• SHORT TASK
Rewrite the material from the line containing "the aircraft nose." down to the line containing "the aircraft wing.", swapping "aircraft" for "airplane" and leaving everything else as it is.

• LISTING
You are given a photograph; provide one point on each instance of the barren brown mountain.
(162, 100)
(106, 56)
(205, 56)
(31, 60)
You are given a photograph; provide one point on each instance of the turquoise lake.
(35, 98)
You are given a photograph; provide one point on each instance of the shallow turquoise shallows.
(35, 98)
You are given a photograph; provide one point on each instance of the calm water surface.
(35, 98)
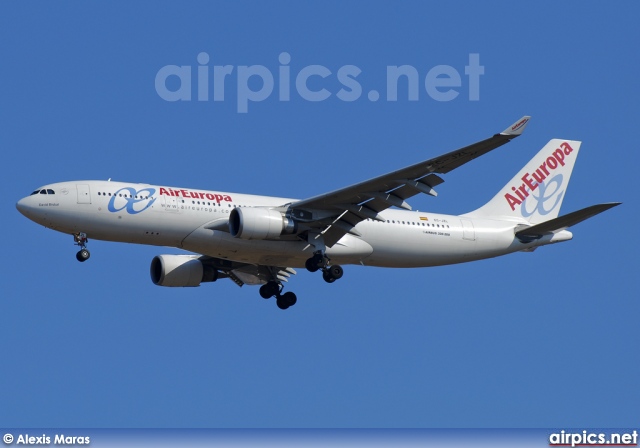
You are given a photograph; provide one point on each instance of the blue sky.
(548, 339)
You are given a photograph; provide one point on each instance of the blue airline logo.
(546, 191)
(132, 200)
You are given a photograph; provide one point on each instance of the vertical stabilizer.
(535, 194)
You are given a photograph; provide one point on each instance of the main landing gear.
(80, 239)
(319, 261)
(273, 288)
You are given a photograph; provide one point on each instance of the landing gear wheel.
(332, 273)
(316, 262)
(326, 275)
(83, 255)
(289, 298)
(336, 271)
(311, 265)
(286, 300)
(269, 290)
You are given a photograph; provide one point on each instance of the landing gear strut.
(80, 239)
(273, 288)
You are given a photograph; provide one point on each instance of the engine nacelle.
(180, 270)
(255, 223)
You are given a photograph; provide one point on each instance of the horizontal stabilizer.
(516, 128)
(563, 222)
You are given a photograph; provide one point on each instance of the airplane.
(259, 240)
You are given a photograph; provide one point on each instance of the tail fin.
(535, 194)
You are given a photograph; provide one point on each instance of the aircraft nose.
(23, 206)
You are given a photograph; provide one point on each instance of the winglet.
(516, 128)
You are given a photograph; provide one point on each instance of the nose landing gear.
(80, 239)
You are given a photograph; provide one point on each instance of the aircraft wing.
* * *
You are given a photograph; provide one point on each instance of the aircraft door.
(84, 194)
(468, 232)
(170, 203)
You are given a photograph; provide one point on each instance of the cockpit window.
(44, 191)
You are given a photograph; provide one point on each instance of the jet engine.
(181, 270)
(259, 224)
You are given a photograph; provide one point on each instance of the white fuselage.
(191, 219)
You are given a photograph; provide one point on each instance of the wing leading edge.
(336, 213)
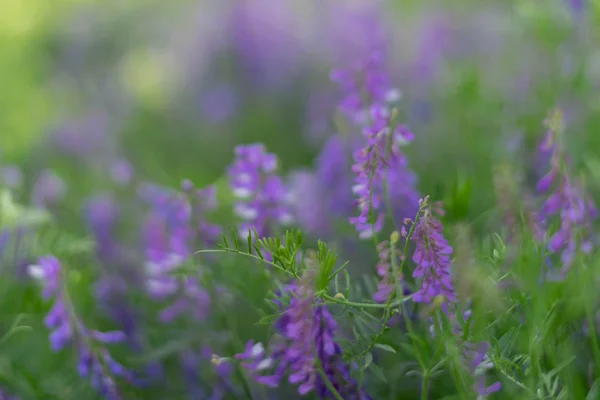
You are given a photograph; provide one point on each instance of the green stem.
...
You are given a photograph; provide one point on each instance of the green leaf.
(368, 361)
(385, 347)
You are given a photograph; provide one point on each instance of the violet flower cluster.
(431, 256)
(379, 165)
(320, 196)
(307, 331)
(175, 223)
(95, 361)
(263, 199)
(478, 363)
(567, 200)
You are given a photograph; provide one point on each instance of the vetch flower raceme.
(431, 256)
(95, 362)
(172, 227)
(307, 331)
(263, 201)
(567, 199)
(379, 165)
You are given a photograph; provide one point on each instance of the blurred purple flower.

• CORRECT ANSWER
You are given a photograph; provide one point on each instance of the airplane nose.
(23, 206)
You are given a photograph; provide one point on each instance of the winglet.
(516, 128)
You are given a photograph; provide one point on each instance of the nose landing gear.
(80, 239)
You are given a photograph; provide one point on each instance of the airplane wing.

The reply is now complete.